<<<<

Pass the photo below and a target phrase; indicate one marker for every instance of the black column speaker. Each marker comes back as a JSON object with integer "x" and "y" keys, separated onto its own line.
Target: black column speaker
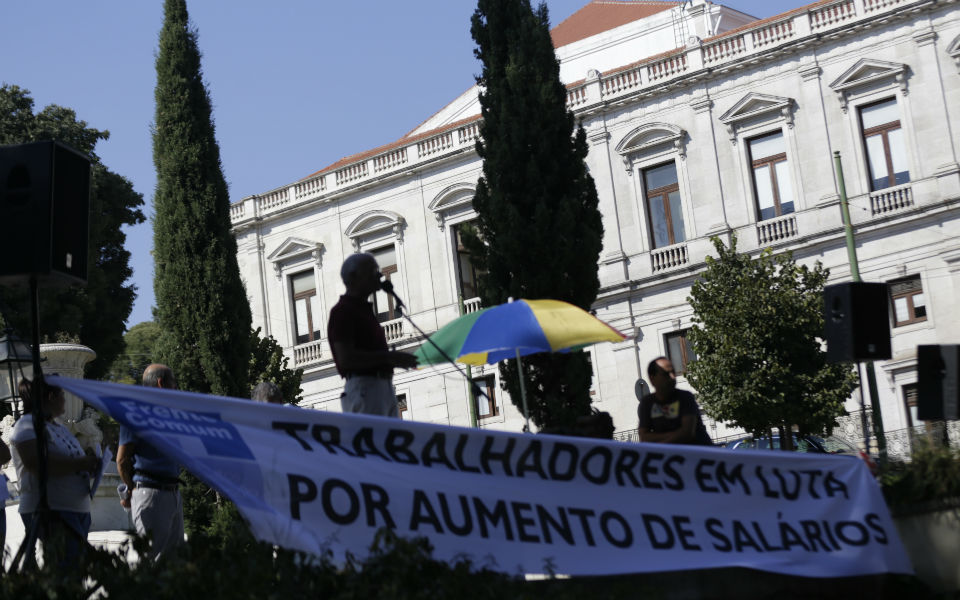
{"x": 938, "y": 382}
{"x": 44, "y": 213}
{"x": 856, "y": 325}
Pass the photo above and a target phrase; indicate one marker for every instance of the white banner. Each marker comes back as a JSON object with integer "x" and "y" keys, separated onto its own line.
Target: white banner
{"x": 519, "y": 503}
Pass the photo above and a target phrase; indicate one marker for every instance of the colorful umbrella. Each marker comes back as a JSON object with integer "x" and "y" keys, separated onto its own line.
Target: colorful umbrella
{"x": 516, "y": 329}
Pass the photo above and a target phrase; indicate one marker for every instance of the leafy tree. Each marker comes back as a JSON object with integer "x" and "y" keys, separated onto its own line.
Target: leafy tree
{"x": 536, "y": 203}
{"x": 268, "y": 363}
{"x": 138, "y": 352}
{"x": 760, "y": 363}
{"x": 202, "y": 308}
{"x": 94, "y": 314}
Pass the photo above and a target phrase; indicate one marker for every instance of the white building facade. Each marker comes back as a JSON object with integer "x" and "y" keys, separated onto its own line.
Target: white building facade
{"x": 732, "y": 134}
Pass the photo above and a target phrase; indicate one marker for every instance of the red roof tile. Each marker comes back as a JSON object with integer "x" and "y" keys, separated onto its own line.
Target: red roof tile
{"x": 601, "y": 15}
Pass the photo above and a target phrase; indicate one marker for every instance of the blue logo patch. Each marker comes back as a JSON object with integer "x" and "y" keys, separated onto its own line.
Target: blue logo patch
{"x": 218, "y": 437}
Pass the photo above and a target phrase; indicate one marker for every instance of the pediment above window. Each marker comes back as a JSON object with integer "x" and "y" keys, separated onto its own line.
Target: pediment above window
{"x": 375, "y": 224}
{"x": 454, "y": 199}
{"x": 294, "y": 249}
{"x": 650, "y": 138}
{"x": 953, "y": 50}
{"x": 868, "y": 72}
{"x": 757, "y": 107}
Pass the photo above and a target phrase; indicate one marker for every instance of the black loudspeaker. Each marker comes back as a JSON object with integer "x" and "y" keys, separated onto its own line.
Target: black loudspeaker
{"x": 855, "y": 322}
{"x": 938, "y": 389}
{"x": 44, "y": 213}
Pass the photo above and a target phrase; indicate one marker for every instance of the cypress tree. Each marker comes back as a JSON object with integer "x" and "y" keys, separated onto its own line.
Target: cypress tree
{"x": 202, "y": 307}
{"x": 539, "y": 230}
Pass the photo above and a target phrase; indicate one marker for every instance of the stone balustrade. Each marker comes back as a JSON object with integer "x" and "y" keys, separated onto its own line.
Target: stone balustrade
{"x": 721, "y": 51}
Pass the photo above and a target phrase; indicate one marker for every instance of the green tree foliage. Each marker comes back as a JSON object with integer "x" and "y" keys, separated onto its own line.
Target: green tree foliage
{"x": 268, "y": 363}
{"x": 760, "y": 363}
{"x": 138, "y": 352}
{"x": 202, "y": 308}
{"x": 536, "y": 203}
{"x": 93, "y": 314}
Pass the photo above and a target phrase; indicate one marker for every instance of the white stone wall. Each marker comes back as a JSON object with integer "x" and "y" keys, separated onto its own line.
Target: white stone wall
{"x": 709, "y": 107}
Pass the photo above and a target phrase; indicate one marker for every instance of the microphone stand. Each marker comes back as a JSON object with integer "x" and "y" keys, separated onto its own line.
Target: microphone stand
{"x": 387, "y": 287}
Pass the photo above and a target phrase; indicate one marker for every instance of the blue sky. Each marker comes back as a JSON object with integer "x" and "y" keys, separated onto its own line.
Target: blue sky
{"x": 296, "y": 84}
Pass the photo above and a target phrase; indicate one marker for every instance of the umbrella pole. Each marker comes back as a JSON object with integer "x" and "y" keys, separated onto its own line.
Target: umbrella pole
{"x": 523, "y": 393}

>>>>

*What to do*
Arrange the entries from the line containing "the white stone" through the end of the entries, inclusive, as a two-column CSV with the headers entry and answer. Give one row per entry, with its text and its answer each in a single quoted field and line breaks replaced by spaces.

*Reply to the task*
entry,answer
"Pass the photo above and a target phrase; indicate one marker for every instance of the white stone wall. Each marker comes back as a JSON object with integer ""x"" and ""y"" keys, separated onto its own line. Target: white stone wall","{""x"": 709, ""y"": 107}"
"Pass the photo above and a target phrase; indicate one marker for every instance of the microphone stand. Each marker comes back as a JSON object with integer ""x"" and ""y"" keys, separated onto its own line. Target: microphone stand","{""x"": 387, ""y"": 287}"
"Pass the photo above and a target phrase; indicate one marker for every instance of the blue sky. Each marker comes back as a JSON object with integer ""x"" and ""y"" keys, separated onto its own line. Target: blue sky","{""x"": 296, ""y"": 84}"
"Pass the photo above and a target phrase; indicate one marker for every instance of the umbrella pole. Each marker comes back as a JSON object with integer ""x"" and ""y"" keys, separated onto its own line. Target: umbrella pole","{""x"": 523, ""y"": 393}"